=== DO THIS ===
Answer these questions from the bit-data discussion below:
1. Which language's bit structure mechanism does the writer name?
2. What does the writer say is the real power of that language's bit syntax?
3. In the example, how many bits are given to TotLen?

Reviving the bit-data discussion

The main language-level bit structure mechanism I'm aware of is Erlang's

I just wanted to +1 this, and also note that the real power of the Erlang bit syntax is combining it with pattern matching. Here's an example from the linked page:

case Dgram of 
    <<?IP_VERSION:4, HLen:4, SrvcType:8, TotLen:16, 
      ID:16, Flgs:3, FragOff:13,
      TTL:8, Proto:8, HdrChkSum:16,
      SrcIP:32,
      DestIP:32, RestDgram/binary>> when HLen>=5, 4*HLen=<DgramSize ->
        OptsLen = 4*(HLen - ?IP_MIN_HDR_LEN),
        <<Opts:OptsLen/binary,Data/binary>> = RestDgram,
    ...
end.

[Rows from a dataset]
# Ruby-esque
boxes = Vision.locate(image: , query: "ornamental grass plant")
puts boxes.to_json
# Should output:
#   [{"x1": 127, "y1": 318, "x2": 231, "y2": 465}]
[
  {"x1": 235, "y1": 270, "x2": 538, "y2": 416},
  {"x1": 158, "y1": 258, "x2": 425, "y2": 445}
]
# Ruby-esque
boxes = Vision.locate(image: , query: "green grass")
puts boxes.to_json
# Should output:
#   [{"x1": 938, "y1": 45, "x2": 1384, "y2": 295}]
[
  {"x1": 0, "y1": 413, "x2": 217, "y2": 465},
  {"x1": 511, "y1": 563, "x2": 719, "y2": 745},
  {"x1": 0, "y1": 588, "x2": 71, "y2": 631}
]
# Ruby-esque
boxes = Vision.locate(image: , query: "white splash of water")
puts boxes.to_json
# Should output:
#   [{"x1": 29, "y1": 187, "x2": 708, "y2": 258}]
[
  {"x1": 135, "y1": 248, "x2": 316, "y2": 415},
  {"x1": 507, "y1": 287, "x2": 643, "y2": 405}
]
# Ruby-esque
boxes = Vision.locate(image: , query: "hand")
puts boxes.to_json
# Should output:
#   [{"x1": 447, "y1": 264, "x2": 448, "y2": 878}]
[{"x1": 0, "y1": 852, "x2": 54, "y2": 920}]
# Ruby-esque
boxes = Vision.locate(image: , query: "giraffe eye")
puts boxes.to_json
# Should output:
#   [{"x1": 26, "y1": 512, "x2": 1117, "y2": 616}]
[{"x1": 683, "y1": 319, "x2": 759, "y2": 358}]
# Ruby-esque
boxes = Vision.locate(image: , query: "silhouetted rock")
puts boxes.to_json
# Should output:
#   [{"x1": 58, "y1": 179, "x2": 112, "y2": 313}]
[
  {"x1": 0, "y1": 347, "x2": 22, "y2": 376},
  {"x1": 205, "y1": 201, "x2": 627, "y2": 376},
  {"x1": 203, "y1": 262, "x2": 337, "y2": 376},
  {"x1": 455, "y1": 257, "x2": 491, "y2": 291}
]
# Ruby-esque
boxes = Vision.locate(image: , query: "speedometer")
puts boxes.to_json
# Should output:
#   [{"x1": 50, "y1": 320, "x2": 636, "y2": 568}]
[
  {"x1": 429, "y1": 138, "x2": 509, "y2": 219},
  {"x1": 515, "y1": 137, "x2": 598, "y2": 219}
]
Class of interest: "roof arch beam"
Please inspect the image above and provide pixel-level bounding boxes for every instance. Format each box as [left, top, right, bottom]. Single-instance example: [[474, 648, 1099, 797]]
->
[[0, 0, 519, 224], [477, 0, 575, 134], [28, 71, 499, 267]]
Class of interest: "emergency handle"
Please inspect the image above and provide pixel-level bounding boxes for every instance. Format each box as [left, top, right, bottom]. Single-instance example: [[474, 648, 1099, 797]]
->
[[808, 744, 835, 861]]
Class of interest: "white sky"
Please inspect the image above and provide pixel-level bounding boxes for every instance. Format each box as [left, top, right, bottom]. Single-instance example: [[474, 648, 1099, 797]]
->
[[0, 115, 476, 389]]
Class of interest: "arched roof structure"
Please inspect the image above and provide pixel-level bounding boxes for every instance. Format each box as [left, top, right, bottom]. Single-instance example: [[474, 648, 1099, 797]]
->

=== ANSWER ===
1. Erlang
2. Combining it with pattern matching
3. 16